Source material section start

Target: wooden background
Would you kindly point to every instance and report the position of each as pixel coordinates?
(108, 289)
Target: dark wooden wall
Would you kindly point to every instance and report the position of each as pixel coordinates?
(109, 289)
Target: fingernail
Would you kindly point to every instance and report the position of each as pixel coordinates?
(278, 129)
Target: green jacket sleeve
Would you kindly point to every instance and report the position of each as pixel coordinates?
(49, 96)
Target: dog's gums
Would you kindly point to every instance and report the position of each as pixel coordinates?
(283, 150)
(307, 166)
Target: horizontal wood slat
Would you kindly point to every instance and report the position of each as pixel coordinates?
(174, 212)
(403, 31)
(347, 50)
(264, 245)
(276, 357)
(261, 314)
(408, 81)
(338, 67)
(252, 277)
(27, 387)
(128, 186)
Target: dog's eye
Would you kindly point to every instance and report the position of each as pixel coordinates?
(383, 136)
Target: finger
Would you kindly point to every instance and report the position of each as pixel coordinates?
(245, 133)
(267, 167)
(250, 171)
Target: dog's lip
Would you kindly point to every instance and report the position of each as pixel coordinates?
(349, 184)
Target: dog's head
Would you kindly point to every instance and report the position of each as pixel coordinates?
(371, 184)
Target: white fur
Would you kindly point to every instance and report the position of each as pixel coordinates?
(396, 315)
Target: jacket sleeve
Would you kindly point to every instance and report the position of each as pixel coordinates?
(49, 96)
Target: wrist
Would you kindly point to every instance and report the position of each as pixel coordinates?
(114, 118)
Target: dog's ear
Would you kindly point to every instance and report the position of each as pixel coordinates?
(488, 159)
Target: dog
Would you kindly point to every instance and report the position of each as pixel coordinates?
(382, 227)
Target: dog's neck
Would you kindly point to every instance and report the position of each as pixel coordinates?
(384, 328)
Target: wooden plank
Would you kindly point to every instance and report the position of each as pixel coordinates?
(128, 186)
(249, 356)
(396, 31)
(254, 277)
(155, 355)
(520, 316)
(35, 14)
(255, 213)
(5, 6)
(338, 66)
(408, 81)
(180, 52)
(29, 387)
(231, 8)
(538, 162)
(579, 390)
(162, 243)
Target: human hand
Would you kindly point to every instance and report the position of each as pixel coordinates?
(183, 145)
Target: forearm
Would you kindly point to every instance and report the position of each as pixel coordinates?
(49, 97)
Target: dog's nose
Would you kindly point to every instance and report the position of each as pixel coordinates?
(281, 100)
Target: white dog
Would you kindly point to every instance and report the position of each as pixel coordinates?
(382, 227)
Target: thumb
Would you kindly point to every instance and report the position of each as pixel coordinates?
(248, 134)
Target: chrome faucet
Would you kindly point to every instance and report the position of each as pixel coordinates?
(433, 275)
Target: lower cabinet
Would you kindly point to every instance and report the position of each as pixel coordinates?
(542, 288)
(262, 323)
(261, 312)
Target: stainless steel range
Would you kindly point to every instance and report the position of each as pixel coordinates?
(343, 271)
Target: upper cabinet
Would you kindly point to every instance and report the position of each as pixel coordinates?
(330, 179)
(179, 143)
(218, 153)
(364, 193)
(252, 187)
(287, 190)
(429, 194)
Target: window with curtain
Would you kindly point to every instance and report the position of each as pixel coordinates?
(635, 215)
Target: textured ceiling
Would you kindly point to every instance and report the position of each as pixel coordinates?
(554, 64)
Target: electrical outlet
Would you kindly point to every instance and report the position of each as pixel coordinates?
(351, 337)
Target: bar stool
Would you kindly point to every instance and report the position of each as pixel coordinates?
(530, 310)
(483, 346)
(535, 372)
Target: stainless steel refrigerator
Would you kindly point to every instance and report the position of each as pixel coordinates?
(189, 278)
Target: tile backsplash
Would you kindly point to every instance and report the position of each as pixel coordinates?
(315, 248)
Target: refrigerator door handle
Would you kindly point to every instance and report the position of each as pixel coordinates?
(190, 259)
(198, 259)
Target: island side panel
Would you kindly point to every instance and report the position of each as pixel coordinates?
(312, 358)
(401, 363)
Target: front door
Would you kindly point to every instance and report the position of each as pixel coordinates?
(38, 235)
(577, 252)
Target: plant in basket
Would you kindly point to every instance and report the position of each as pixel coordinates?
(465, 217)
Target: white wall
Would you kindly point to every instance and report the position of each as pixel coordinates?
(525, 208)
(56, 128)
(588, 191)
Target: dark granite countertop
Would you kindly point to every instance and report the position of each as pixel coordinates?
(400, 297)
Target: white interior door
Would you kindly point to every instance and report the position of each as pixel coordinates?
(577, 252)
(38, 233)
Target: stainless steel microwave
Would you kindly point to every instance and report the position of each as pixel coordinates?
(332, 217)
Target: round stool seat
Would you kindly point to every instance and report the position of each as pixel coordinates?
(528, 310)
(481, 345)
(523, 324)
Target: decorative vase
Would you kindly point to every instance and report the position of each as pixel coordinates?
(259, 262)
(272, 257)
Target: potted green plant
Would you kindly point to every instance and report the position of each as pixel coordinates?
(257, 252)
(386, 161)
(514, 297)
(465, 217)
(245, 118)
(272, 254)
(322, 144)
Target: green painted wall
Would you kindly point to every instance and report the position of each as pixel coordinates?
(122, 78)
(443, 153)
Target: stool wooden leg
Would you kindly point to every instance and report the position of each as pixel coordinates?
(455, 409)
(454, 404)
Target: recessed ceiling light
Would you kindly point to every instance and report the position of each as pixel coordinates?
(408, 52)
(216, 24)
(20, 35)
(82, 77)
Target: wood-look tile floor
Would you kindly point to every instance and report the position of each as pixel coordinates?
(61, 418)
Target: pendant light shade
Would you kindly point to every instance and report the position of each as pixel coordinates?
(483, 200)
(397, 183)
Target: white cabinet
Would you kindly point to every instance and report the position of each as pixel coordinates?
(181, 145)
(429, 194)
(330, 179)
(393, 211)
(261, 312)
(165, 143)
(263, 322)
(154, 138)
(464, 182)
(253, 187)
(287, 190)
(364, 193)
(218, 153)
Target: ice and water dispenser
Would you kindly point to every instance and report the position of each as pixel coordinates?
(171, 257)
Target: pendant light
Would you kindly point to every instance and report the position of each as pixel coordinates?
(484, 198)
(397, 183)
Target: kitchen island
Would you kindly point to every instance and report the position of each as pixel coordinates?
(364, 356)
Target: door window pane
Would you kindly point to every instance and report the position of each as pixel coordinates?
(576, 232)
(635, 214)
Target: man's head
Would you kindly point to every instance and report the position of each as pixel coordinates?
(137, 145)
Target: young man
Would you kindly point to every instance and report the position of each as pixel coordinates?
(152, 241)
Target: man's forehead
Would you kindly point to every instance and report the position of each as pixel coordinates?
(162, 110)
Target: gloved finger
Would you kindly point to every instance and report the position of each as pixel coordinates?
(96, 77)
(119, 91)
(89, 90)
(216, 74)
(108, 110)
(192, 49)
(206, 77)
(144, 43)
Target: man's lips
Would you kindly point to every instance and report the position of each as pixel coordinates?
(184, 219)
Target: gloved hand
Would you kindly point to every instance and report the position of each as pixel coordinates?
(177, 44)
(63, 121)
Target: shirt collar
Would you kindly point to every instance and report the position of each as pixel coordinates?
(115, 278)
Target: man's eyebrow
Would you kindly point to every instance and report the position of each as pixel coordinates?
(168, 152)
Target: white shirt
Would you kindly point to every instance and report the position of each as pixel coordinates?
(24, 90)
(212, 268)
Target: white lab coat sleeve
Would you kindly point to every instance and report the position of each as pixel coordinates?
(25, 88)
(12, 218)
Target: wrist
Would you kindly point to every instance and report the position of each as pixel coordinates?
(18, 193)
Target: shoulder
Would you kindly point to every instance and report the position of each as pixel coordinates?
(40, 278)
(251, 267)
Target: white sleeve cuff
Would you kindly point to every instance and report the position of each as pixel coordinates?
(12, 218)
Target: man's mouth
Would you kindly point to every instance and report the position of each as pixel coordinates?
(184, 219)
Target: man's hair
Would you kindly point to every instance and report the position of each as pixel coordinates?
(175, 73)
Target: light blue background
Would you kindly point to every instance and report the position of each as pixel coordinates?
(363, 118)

Source material section end

# [What needs to be done]
From the top of the material above, print every line exactly, ending with the line that holds "Target: dog's eye".

# [Answer section]
Target: wooden background
Would you kindly point to every instance and report the position of each as pixel coordinates?
(108, 289)
Target: dark wooden wall
Would you kindly point to every instance and report the position of each as pixel coordinates?
(109, 289)
Target: fingernail
Would you kindly point to every instance and report the position of each as pixel coordinates?
(278, 129)
Target: green jacket sleeve
Would you kindly point to every instance and report the position of each as pixel coordinates?
(49, 96)
Target: dog's gums
Would you kindly point to every instance and report the position of each as pixel coordinates?
(283, 150)
(307, 166)
Target: horizontal wood slat
Would you kindly point to every instance and report the position of each as pixel coordinates?
(174, 212)
(403, 31)
(347, 50)
(264, 245)
(276, 357)
(261, 314)
(408, 81)
(338, 67)
(252, 277)
(27, 387)
(128, 186)
Target: dog's eye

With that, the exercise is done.